Object position labeling data
......
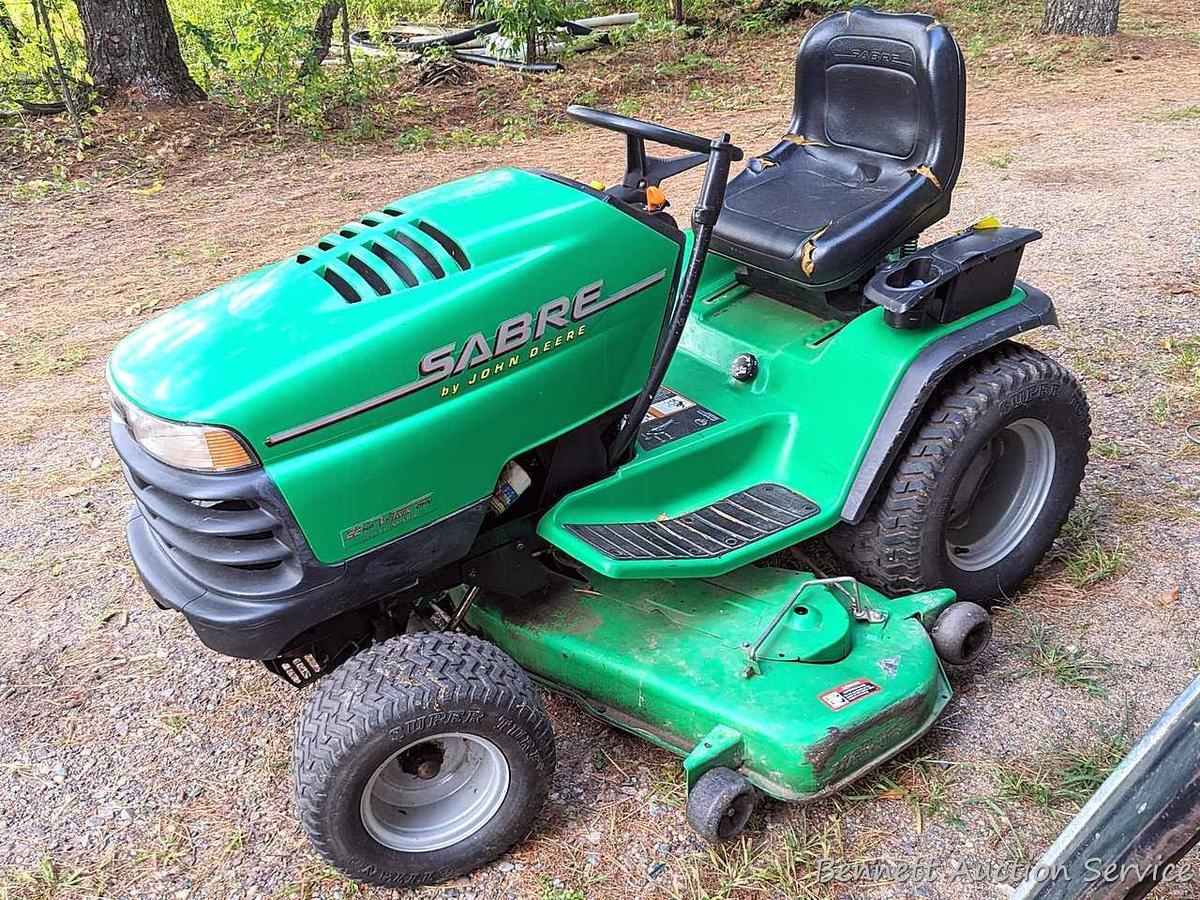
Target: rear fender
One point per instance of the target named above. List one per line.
(922, 379)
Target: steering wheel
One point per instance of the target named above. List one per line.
(641, 169)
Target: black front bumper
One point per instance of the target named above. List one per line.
(226, 551)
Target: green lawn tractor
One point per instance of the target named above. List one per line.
(520, 430)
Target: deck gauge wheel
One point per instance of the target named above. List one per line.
(720, 804)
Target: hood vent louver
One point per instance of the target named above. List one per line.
(448, 245)
(396, 264)
(383, 253)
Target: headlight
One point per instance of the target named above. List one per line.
(201, 448)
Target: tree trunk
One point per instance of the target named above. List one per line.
(1081, 17)
(132, 49)
(10, 29)
(322, 36)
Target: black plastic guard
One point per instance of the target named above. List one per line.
(922, 379)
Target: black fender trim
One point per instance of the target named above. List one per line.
(922, 379)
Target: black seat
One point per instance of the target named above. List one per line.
(873, 151)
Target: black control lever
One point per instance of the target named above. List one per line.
(703, 217)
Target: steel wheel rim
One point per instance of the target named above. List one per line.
(1001, 495)
(435, 792)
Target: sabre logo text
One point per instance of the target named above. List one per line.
(514, 334)
(511, 336)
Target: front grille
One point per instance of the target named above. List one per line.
(213, 528)
(382, 253)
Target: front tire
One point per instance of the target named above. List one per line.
(421, 759)
(984, 485)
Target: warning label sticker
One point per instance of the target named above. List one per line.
(849, 693)
(672, 417)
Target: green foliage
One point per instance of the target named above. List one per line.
(27, 67)
(521, 21)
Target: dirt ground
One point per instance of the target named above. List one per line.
(136, 763)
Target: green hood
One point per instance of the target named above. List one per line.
(312, 334)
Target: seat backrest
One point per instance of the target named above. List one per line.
(889, 85)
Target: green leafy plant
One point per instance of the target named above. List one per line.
(523, 22)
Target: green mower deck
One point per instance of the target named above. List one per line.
(670, 661)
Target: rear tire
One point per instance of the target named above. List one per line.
(421, 759)
(983, 486)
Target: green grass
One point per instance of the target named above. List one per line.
(922, 783)
(783, 864)
(1069, 665)
(1093, 562)
(690, 64)
(1068, 774)
(1176, 114)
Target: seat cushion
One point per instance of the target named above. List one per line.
(847, 215)
(871, 154)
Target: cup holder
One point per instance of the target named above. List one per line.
(918, 273)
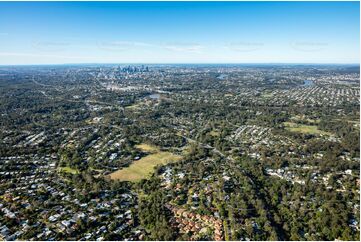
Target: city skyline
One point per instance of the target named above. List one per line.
(179, 32)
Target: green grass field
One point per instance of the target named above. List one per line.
(67, 169)
(305, 129)
(144, 167)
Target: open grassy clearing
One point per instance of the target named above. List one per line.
(144, 167)
(305, 129)
(67, 169)
(147, 148)
(304, 118)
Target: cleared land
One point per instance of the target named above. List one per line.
(305, 129)
(144, 167)
(67, 169)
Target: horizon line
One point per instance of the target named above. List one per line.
(185, 63)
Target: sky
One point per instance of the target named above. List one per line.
(179, 32)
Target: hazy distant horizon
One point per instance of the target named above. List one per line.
(179, 32)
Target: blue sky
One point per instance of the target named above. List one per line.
(179, 32)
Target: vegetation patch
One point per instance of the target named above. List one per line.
(144, 167)
(305, 129)
(147, 148)
(68, 169)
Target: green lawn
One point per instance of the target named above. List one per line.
(144, 167)
(67, 169)
(305, 129)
......
**SET PROBLEM:** Repeat all of the data above word for word, leaving out the pictures.

**SOLUTION:**
Target: rear fender
One point per instance of the target named above. List one per line.
(922, 379)
Target: steering wheel
One point per instance of the target named above. List one per line.
(641, 169)
Target: black front bumper
One point per instance of the target named above. List one per line.
(226, 551)
Target: green lawn tractor
One point per instance of the target named above. List one per line.
(520, 430)
Target: deck gauge wheel
One point per instance of the target named above. List one per line.
(720, 804)
Target: hood vent louver
One point per instance of the target named above. List one per line.
(448, 245)
(396, 264)
(383, 253)
Target: headlight
One point per instance of the target named above. List one per line.
(201, 448)
Target: tree trunk
One point per instance of the target named above. List one per line.
(1081, 17)
(132, 49)
(10, 29)
(322, 36)
Target: black plastic guard
One point per instance of the target named above. List one per line.
(922, 379)
Target: black fender trim
One point per instance of the target named above. List one per line.
(922, 379)
Target: black seat
One point per instance of the target named above. List one per line.
(873, 151)
Target: black control lever
One point per instance of the target named above. List one per line.
(703, 217)
Target: steel wheel rim
One point per instance of the target named above. List one per line.
(1001, 495)
(435, 792)
Target: sabre logo text
One point per instance of the target named above. List one per line.
(514, 334)
(511, 336)
Target: front grille
One point per instance of the target named above. List one per line.
(213, 528)
(382, 253)
Target: front tire
One point per instance of the target named above. List one per line.
(421, 759)
(984, 485)
Target: warning label sticker
One point per instance of the target named above. List one per line.
(849, 693)
(672, 417)
Target: green foliage
One point per instance of the target named above. List one per line.
(27, 67)
(521, 21)
Target: dirt ground
One point per instance of the target named above. List one per line.
(136, 763)
Target: green hood
One point per instance of the target named above. List one per line.
(312, 334)
Target: seat backrest
One point per instance of the target named above. List one per line.
(889, 85)
Target: green leafy plant
One point per instance of the target named above. List one per line.
(523, 22)
Target: green mower deck
One point per instance of the target named above. List one per line.
(670, 661)
Target: rear tire
One point per instance of the target named above. List one per line.
(421, 759)
(983, 486)
Target: green grass
One point per instance of the target named above. List one per line.
(922, 783)
(783, 864)
(1069, 665)
(1093, 562)
(690, 64)
(1068, 774)
(1176, 114)
Target: seat cushion
One point per instance of the target named above. List one per line.
(847, 215)
(871, 154)
Target: cup holder
One point per instance of the target named above. List one per line.
(918, 273)
Target: city skyline
One point per instance of the target named above. List one per line.
(179, 32)
Target: green grass field
One point per instance of the target named above. List one per line.
(67, 169)
(305, 129)
(144, 167)
Target: open grassy clearing
One point per instance of the target named above. List one per line.
(144, 167)
(305, 129)
(67, 169)
(147, 148)
(304, 118)
Target: cleared land
One point per instance of the target named above. List one per line.
(305, 129)
(144, 167)
(67, 169)
Target: horizon line
One point per instance of the target named above. List one per line.
(185, 63)
Target: sky
One point per instance of the target named above. List one per line.
(179, 32)
Target: hazy distant horizon
One point per instance of the target named above. List one per line.
(179, 32)
Target: blue sky
One point per instance of the target named above. List one per line.
(179, 32)
Target: vegetation patch
One point per instance of the target named above. List one per line.
(144, 167)
(305, 129)
(147, 148)
(68, 169)
Target: green lawn
One point per instance of the target named above. List one per line.
(144, 167)
(67, 169)
(305, 129)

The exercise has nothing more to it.